YOUR GOAL:
The entries are given below. Output each one unchanged.

RECORDS SUPPLIED:
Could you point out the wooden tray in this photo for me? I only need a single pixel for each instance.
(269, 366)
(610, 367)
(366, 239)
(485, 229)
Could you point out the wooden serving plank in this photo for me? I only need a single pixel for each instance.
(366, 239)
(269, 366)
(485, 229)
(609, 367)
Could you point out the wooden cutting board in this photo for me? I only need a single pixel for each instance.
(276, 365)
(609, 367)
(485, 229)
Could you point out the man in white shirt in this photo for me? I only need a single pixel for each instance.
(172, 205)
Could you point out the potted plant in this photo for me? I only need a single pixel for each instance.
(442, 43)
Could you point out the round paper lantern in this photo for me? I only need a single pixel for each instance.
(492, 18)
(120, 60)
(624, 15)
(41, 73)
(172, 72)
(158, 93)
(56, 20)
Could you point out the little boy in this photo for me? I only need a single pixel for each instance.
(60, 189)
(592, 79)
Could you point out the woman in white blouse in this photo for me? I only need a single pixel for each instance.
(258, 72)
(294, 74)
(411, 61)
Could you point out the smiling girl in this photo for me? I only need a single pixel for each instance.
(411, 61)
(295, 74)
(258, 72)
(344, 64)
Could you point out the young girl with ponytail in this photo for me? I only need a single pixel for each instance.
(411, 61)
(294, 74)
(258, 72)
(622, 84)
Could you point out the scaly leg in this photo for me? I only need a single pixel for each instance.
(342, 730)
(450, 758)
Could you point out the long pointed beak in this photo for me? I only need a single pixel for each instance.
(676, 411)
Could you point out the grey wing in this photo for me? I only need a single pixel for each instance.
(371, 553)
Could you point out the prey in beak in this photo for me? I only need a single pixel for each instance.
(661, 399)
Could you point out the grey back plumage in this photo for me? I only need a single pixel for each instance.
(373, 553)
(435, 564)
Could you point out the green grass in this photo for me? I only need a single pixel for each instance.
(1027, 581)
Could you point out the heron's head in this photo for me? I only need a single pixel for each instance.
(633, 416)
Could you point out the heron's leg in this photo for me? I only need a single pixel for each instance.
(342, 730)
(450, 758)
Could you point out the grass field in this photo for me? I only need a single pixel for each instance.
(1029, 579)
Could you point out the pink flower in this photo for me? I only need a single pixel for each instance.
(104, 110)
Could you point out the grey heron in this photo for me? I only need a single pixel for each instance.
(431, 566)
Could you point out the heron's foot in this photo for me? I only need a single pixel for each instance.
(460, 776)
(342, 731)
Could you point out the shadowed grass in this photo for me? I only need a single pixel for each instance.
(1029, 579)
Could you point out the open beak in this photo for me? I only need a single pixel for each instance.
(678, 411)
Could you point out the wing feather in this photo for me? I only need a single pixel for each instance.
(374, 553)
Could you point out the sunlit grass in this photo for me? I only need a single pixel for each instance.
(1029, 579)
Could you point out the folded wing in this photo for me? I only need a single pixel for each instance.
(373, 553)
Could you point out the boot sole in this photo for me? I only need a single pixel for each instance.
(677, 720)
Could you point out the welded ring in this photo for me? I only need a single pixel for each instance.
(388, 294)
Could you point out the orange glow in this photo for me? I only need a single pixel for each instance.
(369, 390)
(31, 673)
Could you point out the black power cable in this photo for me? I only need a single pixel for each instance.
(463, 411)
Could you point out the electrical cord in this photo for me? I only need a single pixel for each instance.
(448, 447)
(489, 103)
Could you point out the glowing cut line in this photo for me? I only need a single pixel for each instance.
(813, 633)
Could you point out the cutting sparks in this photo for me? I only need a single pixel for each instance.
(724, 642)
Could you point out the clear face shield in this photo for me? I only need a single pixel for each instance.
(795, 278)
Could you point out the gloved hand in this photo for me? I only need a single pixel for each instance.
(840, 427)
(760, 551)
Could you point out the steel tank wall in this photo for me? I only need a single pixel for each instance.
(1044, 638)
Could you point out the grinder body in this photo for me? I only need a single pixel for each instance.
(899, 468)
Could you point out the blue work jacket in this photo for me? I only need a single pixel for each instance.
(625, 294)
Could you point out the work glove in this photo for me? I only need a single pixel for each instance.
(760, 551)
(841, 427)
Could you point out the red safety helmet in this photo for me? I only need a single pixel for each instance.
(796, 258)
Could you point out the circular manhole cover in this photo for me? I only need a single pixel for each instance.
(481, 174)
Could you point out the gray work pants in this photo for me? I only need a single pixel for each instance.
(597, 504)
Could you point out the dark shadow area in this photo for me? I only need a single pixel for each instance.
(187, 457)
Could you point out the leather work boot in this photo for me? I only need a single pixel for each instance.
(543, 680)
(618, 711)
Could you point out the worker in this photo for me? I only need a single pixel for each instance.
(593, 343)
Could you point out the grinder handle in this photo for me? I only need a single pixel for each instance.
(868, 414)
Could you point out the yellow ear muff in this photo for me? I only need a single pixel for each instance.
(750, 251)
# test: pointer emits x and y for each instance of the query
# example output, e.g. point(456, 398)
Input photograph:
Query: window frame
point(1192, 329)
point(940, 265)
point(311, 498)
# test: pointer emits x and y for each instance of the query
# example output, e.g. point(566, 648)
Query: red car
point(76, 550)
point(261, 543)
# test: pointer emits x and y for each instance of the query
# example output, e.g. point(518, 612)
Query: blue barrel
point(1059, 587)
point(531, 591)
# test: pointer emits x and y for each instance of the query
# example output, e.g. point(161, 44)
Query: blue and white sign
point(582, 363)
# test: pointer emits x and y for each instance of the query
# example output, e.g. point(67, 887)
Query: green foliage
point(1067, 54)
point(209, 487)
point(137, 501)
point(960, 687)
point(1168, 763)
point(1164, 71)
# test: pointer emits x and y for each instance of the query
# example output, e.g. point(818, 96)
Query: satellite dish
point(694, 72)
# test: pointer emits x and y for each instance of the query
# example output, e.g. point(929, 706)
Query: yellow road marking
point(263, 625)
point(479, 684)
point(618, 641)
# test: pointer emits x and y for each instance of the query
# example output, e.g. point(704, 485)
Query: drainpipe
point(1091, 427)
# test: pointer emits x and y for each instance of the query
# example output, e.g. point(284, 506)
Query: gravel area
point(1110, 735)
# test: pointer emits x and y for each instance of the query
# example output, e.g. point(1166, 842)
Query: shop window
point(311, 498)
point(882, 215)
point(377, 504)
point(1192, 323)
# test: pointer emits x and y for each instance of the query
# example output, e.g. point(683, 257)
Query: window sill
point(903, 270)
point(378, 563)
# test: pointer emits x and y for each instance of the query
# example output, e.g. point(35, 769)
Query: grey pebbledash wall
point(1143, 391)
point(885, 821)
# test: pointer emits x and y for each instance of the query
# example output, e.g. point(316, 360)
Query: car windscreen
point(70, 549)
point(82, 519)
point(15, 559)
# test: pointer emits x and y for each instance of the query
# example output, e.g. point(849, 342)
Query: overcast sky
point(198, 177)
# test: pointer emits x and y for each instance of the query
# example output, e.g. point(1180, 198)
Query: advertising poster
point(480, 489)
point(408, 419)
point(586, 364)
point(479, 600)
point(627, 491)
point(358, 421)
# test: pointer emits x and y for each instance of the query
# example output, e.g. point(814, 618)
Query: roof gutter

EXERCISE SOLUTION:
Could you point out the wooden tray in this photo for me? I only need a single pixel for each instance.
(269, 366)
(610, 367)
(366, 239)
(485, 229)
Could you point out the wooden serving plank in this photo for me? I only need a single pixel for each instance.
(366, 239)
(269, 366)
(485, 229)
(609, 367)
Could you point out the wooden cutting board in this photo for me? I only need a single pixel for each instance.
(276, 365)
(609, 367)
(485, 229)
Could you point out the man in white shirt in this photo for me? I only need a single pixel for each instance.
(172, 205)
Could you point out the potted plant in this photo for me? I only need a single pixel for each instance.
(442, 43)
Could you point out the round paper lantern in this photo for me? I only need a single pixel for each instance.
(492, 18)
(120, 60)
(624, 15)
(41, 73)
(172, 72)
(158, 93)
(56, 20)
Could you point out the little boy in this photo for me? I only need a single pixel for each instance.
(60, 189)
(592, 79)
Could you point out the woman in white blouse in this photo for me? I only need a single pixel for each instance.
(258, 72)
(294, 74)
(411, 61)
Could you point out the smiling girl in this photo for me? I only need a single pixel for each instance.
(411, 61)
(295, 74)
(258, 72)
(344, 64)
Could you point out the young girl with ponytail in this photo for me? I only need a single pixel for each instance.
(411, 61)
(294, 74)
(258, 72)
(622, 84)
Could you point out the scaly leg in this photo for me? I only need a single pixel for each instance.
(342, 730)
(450, 758)
Could you point out the long pointed beak in this photo for me? I only need a single pixel for each instance.
(676, 411)
Could you point out the grey wing in this photo for me? I only need a single pixel for each instance.
(371, 553)
Could you point out the prey in beak in this photo for me? I only need a single pixel for each instance.
(661, 399)
Could you point out the grey back plumage in this photo for me? I only need a single pixel for each instance.
(373, 553)
(435, 564)
Could you point out the green grass in this photo for me? I only need a single pixel for each instance.
(1027, 581)
Could you point out the heron's head in this photo for me? I only need a single pixel for each instance.
(633, 416)
Could you point out the heron's leg in this photo for me? I only need a single pixel for each instance.
(342, 730)
(450, 758)
Could you point out the grass field in this photo for me? I only need a single pixel for each instance.
(1029, 579)
Could you point out the pink flower in this photo for me? I only need a single pixel for each instance.
(104, 110)
Could you point out the grey heron in this photo for me? I only need a single pixel for each instance.
(431, 566)
Could you point out the heron's foot in this photo for me? I only need a single pixel for each instance.
(460, 776)
(342, 731)
Could you point out the shadowed grass in this photo for me? I only need a single pixel for each instance.
(1029, 579)
Could you point out the open beak in this photo for me? I only need a single pixel for each instance.
(678, 411)
Could you point out the wing feather in this photo for me? I only need a single pixel for each instance.
(374, 553)
Could you point out the sunlit grass in this photo for me? I only need a single pixel for each instance.
(1029, 579)
Could you point out the folded wing in this photo for me? I only need a single pixel for each instance.
(373, 553)
Could you point out the boot sole in this photo for me? I only need a single pixel for each instance.
(677, 720)
Could you point out the welded ring in this photo for me? I only need a single pixel for each instance.
(388, 294)
Could you point out the orange glow in this photo for me? I only need a single pixel for each instance.
(369, 390)
(31, 673)
Could you point out the black power cable in this photo for me? I only need a single pixel for each instance.
(463, 411)
Could you point out the electrical cord in this photo for me? I only need a single pixel for each instance.
(448, 447)
(489, 103)
Could you point out the glowing cut line in this photo for me? I only need a single pixel for each instance.
(813, 633)
Could you point out the cutting sparks in this photo for me? I only need a single pixel for each instance.
(724, 642)
Could you point out the clear face shield in this photo for me? I only need a single pixel for each instance.
(795, 278)
Could you point out the gloved hand in this photo for me? I only need a single pixel for each instance.
(840, 427)
(760, 551)
Could you point out the steel tank wall in this photo for me? I only need a single pixel for each instance.
(1044, 638)
Could you point out the grinder body in this photo for me? I only need a single pixel for each instance.
(899, 468)
Could you point out the blue work jacket in this photo for me? I only need a single pixel for each instance.
(625, 294)
Could you point out the work glove in this photo for me? I only need a single pixel for each instance.
(760, 551)
(841, 427)
Could you point out the red safety helmet in this photo for me? I only need a single pixel for each instance.
(796, 258)
Could you point out the circular manhole cover in this photo for me? I only need a single pixel for each instance.
(481, 174)
Could you point out the gray work pants in this photo for me? I only need a single pixel for each instance.
(597, 504)
Could you point out the dark shadow area in this photo for me? I only need a single pixel for each instance.
(187, 457)
Could you point out the leather work boot in this photo for me? I only need a single pixel for each instance.
(543, 680)
(618, 711)
Could you point out the worker in this photo for me? I only need a single pixel for each instance.
(593, 343)
Could you point out the grinder handle in this photo for me? I only need a single pixel for each instance.
(868, 414)
Could you point out the yellow ear muff in this photo for me? I only need a single pixel for each instance.
(750, 251)
# test: pointer emits x and y for each instance of the query
# example output, e.g. point(456, 398)
Input photograph:
Query: window frame
point(1192, 329)
point(940, 265)
point(311, 498)
# test: pointer emits x and y for each instance of the query
# example output, e.g. point(566, 648)
Query: red car
point(76, 550)
point(261, 543)
# test: pointer emits x and y for each instance of the query
# example output, e.g. point(518, 612)
Query: blue barrel
point(1059, 587)
point(531, 591)
# test: pointer emits x and y for each instance of the query
# example output, e.g. point(161, 44)
Query: blue and white sign
point(582, 363)
# test: pointer emits x and y for each instance of the query
# example output, e.g. point(67, 887)
Query: green foliage
point(1067, 54)
point(209, 487)
point(137, 501)
point(960, 687)
point(1168, 763)
point(1164, 71)
# test: pointer emits x and y for each instance of the query
# example output, e.g. point(818, 96)
Query: satellite dish
point(694, 72)
# test: pointer emits x and y for each instance of the query
# example output, e.g. point(929, 706)
Query: yellow road marking
point(263, 625)
point(479, 684)
point(618, 641)
# test: pointer emits x and y for each instance of the query
# example output, e.g. point(704, 485)
Query: drainpipe
point(1091, 427)
# test: pointer emits x and y for each instance of the query
# example output, e.g. point(284, 506)
Query: gravel area
point(1110, 735)
# test: pointer emits x and y for each instance of the query
# example output, e.g. point(1166, 842)
Query: shop window
point(311, 498)
point(882, 215)
point(377, 504)
point(1192, 323)
# test: pointer emits x and y for each instance of the query
# example output, e.g. point(683, 257)
Query: window sill
point(903, 270)
point(378, 563)
# test: pointer emits x and y for each instance of the query
# example output, e.g. point(35, 769)
Query: grey pebbledash wall
point(1143, 391)
point(885, 821)
# test: pointer emits x and y for each instance of the query
# example output, e.g. point(316, 360)
Query: car windscreen
point(70, 549)
point(82, 519)
point(15, 559)
# test: pointer emits x and y for each instance of the query
# example output, e.g. point(849, 342)
Query: overcast sky
point(198, 177)
# test: pointer emits x and y for each instance of the query
# example output, e.g. point(1180, 198)
Query: advertising poster
point(480, 489)
point(408, 419)
point(586, 364)
point(479, 600)
point(627, 491)
point(358, 421)
# test: pointer emits x and y for each instance of the query
# example output, e.g. point(814, 618)
Query: roof gutter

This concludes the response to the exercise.